==== Supplied material

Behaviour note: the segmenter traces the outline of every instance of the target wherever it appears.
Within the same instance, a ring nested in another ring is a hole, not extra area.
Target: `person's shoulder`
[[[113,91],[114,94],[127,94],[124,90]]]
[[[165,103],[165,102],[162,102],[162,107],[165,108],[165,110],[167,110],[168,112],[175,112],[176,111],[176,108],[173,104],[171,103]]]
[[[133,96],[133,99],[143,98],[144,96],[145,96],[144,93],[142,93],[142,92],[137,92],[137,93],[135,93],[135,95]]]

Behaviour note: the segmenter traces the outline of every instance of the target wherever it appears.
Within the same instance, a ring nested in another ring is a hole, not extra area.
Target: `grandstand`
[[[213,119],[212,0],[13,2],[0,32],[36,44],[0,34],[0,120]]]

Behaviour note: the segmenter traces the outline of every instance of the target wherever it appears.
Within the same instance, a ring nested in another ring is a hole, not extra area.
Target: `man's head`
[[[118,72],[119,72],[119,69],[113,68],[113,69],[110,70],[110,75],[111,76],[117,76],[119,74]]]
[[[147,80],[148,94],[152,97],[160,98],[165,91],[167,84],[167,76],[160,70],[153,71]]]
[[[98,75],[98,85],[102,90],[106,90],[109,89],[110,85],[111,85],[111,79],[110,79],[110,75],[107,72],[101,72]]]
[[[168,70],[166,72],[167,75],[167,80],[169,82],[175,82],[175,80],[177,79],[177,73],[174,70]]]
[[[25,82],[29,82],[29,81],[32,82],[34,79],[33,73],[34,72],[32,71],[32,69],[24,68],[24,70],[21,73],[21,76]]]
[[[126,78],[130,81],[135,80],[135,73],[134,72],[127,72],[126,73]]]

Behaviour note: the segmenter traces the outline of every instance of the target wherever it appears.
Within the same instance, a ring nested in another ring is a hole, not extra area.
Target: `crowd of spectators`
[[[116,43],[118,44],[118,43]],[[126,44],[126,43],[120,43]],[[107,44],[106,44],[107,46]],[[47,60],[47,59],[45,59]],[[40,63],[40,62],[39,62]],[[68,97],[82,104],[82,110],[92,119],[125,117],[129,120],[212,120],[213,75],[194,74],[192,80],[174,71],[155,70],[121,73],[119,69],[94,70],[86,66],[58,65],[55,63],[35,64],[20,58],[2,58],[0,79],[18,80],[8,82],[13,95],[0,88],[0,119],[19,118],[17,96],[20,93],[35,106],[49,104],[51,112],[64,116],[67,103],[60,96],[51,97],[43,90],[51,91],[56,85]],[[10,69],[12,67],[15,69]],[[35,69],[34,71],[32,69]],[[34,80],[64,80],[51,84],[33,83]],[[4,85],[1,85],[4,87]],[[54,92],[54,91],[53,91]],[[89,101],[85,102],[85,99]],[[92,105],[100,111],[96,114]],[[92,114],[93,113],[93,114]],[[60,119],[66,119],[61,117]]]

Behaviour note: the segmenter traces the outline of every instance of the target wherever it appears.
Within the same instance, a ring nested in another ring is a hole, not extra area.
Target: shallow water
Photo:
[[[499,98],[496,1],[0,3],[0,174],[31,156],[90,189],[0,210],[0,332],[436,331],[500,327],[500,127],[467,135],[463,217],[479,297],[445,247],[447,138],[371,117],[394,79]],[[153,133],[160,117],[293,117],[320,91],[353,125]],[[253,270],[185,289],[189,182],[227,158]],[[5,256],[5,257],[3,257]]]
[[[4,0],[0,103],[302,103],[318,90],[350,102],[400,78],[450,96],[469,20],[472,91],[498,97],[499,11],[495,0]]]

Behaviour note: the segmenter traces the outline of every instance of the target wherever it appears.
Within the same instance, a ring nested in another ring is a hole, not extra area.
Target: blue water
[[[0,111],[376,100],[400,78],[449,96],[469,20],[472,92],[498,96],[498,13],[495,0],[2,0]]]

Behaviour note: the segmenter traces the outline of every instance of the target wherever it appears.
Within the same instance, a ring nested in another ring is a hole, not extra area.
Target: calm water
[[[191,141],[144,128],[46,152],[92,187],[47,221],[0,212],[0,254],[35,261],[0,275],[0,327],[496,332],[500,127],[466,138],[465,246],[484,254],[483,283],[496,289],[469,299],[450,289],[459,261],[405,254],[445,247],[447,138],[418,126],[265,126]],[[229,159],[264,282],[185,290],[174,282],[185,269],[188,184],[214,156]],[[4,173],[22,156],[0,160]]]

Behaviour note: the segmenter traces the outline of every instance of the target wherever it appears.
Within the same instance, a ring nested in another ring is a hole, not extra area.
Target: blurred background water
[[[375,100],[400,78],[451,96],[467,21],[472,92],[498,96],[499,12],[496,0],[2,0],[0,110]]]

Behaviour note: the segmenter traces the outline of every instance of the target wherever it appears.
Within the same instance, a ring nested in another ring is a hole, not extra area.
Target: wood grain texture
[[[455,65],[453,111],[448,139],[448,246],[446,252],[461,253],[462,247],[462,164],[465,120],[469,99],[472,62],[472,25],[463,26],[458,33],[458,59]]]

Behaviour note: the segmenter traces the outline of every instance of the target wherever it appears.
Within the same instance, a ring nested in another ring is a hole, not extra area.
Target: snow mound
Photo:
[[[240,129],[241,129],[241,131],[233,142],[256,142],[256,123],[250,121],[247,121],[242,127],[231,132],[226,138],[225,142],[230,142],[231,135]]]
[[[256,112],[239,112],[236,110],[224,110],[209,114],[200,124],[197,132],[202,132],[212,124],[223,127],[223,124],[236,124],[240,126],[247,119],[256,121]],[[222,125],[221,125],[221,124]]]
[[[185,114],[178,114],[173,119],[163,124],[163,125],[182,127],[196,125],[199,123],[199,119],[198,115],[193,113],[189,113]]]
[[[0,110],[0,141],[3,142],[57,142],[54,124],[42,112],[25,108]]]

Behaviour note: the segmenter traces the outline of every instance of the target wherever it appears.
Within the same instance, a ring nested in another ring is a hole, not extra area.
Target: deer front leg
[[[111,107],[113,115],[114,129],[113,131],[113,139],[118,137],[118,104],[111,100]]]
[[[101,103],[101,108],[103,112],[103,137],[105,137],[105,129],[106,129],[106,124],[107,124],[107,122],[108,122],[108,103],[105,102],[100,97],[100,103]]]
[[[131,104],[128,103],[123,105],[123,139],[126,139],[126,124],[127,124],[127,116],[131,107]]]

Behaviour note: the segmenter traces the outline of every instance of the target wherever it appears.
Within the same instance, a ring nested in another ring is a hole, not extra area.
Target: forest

========

--- Problem ---
Express every line of the records above as a JSON list of strings, with one string per line and blank lines omitted.

--- The answer ---
[
  "Behaviour note: the segmenter traces the outline of every instance of the target wherever it appears.",
  "Within the same instance, a ring nested in another ring is a hole, not extra area.",
  "Target: `person's shoulder`",
  "[[[113,91],[114,94],[127,94],[124,90]]]",
  "[[[165,103],[165,102],[162,102],[162,107],[165,108],[165,110],[167,110],[168,112],[175,112],[176,111],[176,108],[173,104],[171,103]]]",
  "[[[133,96],[133,99],[143,98],[144,96],[145,96],[144,93],[142,93],[142,92],[137,92],[137,93],[135,93],[135,95]]]",
  "Behaviour note: the segmenter traces the outline of every instance of the target wherever it appears.",
  "Within the same instance, a ring nested in another ring is a hole, not extra area.",
  "Target: `grandstand`",
  "[[[213,119],[212,0],[13,2],[0,32],[36,44],[0,34],[0,120]]]",
  "Behaviour note: the segmenter traces the outline of every instance of the target wherever it appears.",
  "Within the same instance, a ring nested in another ring is a hole, not extra area.",
  "Target: `man's head`",
  "[[[118,72],[119,72],[119,69],[113,68],[113,69],[110,70],[110,75],[111,76],[117,76],[119,74]]]",
  "[[[147,80],[148,94],[152,97],[160,98],[165,91],[167,84],[167,76],[160,70],[153,71]]]",
  "[[[98,75],[98,85],[102,90],[106,90],[109,89],[110,85],[111,85],[111,79],[110,79],[110,75],[107,72],[101,72]]]",
  "[[[168,70],[166,72],[167,75],[167,80],[169,82],[175,82],[175,80],[177,79],[177,73],[174,70]]]",
  "[[[25,82],[29,82],[29,81],[32,82],[34,79],[33,73],[34,72],[32,71],[32,69],[24,68],[24,70],[21,73],[21,76]]]",
  "[[[126,78],[130,81],[135,80],[135,73],[134,72],[127,72],[126,73]]]",
  "Behaviour note: the segmenter traces the outline of every instance of the target wherever it appears.",
  "Within the same instance, a ring nested in another ring is a hole, not extra area.",
  "Target: `crowd of spectators`",
  "[[[116,43],[118,44],[118,43]],[[126,44],[126,43],[120,43]],[[107,44],[106,44],[107,46]],[[47,60],[47,59],[45,59]],[[40,63],[40,62],[39,62]],[[68,97],[82,104],[82,110],[92,119],[125,117],[129,120],[212,120],[213,75],[194,74],[192,80],[174,71],[155,70],[121,73],[119,69],[94,70],[86,66],[58,65],[55,63],[35,64],[20,58],[2,58],[0,79],[18,80],[8,82],[13,95],[0,88],[0,119],[19,118],[17,96],[20,93],[35,106],[49,104],[51,112],[64,116],[67,103],[60,96],[51,97],[43,90],[51,91],[56,85]],[[10,69],[12,67],[15,69]],[[35,69],[34,71],[32,69]],[[34,80],[64,80],[51,84],[33,83]],[[4,85],[1,85],[4,87]],[[54,92],[54,91],[53,91]],[[89,101],[85,102],[85,99]],[[92,105],[100,111],[96,114]],[[92,114],[93,113],[93,114]],[[60,119],[66,119],[61,117]]]",
  "Behaviour note: the segmenter traces the outline of every instance of the target wherever it appears.",
  "Within the same instance, a ring nested in another ring is a hole, not extra area.",
  "Target: shallow water",
  "Photo:",
  "[[[499,98],[496,1],[0,3],[0,174],[31,156],[90,189],[0,210],[0,332],[436,331],[500,327],[500,127],[467,135],[463,217],[479,297],[445,247],[447,138],[371,117],[394,79]],[[153,133],[160,117],[293,117],[320,91],[353,125]],[[253,270],[185,289],[189,182],[227,158]],[[5,256],[5,257],[3,257]]]",
  "[[[4,0],[0,103],[302,103],[318,90],[350,102],[400,78],[450,96],[469,20],[472,91],[498,97],[499,11],[495,0]]]",
  "Behaviour note: the segmenter traces the outline of every instance of the target wherever it appears.",
  "Within the same instance, a ring nested in another ring is a hole, not extra area.",
  "Target: blue water",
  "[[[0,111],[376,100],[400,78],[449,96],[469,20],[472,92],[498,96],[498,13],[495,0],[2,0]]]",
  "Behaviour note: the segmenter traces the outline of every instance of the target wherever it appears.",
  "Within the same instance, a ring nested in another ring is a hole, not extra area.",
  "Target: calm water",
  "[[[191,141],[144,128],[46,152],[92,187],[47,221],[0,212],[0,254],[35,261],[0,275],[0,327],[496,332],[500,127],[466,138],[465,246],[484,254],[483,283],[496,289],[469,299],[450,289],[459,261],[405,254],[445,247],[447,138],[418,126],[265,126]],[[229,159],[264,282],[185,290],[174,282],[185,269],[188,184],[214,156]],[[4,173],[22,156],[0,160]]]",
  "Behaviour note: the segmenter traces the outline of every instance of the target wherever it appears.",
  "Within the same instance, a ring nested in another ring is a hole, not extra area.",
  "Target: blurred background water",
  "[[[375,100],[400,78],[451,96],[467,21],[472,92],[498,96],[499,12],[496,0],[2,0],[0,110]]]",
  "Behaviour note: the segmenter traces the outline of every instance of the target wherever it appears.",
  "Within the same instance, a ring nested in another ring is a hole, not extra area.",
  "Target: wood grain texture",
  "[[[455,65],[453,111],[448,139],[448,246],[446,252],[461,253],[462,247],[462,164],[465,120],[469,99],[472,62],[472,25],[463,26],[458,33],[458,59]]]",
  "Behaviour note: the segmenter traces the outline of every instance of the target wherever it appears.",
  "Within the same instance, a ring nested in another ring is a hole, not extra area.",
  "Target: snow mound",
  "Photo:",
  "[[[240,129],[241,129],[241,131],[233,142],[256,142],[256,123],[250,121],[247,121],[242,127],[231,132],[226,138],[225,142],[230,142],[231,135]]]",
  "[[[256,112],[239,112],[236,110],[224,110],[209,114],[200,124],[197,132],[202,132],[212,124],[223,127],[223,124],[236,124],[240,126],[247,119],[256,121]],[[222,125],[221,125],[221,124]]]",
  "[[[185,114],[178,114],[173,119],[163,124],[163,125],[182,127],[196,125],[199,123],[199,119],[198,115],[193,113],[189,113]]]",
  "[[[0,110],[0,141],[3,142],[57,142],[54,124],[42,112],[25,108]]]",
  "Behaviour note: the segmenter traces the outline of every instance of the target wherever it appears.",
  "Within the same instance, a ring nested in another ring is a hole, not extra area.",
  "Target: deer front leg",
  "[[[111,107],[113,115],[114,129],[113,131],[113,139],[118,137],[118,104],[111,100]]]",
  "[[[101,103],[101,108],[103,112],[103,137],[105,137],[105,129],[106,129],[106,124],[107,124],[107,122],[108,122],[108,103],[105,102],[100,97],[100,103]]]",
  "[[[131,104],[128,103],[123,105],[123,139],[126,139],[126,124],[127,124],[127,116],[131,107]]]",
  "Behaviour note: the segmenter traces the outline of every instance of the target wherever it appears.",
  "Within the same instance, a ring nested in another ring is a hole, not extra area.",
  "Target: forest"
]